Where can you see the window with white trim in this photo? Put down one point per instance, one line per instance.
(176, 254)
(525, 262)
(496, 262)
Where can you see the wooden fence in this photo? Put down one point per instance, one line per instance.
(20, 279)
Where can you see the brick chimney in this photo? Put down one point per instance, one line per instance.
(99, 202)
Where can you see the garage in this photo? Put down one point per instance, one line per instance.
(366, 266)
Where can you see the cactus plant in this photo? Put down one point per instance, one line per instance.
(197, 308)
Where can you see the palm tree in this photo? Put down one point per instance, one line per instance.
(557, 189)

○ ○ ○ ○ ○ ○ ○

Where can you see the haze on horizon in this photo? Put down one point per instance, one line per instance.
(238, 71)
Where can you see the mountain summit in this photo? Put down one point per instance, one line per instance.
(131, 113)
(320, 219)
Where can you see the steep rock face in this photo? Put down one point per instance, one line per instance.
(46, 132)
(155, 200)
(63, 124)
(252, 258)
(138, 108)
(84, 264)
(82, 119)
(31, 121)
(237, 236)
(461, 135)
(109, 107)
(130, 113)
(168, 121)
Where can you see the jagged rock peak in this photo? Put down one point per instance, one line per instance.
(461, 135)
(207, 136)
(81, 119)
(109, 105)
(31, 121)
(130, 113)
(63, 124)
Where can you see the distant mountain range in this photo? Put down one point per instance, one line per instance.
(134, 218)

○ ○ ○ ○ ○ ○ ○

• **Short problem**:
Please pick out each line of the items above that contains the word "mountain" and copy it in full. Case counts, so match capitalization precisely.

• **The reply**:
Where can you see the mountain summit in this photo? Put down one point per instance, one line per instance.
Where can you see the distant mountain range in this photo? Put down one point per instance, one line per instance.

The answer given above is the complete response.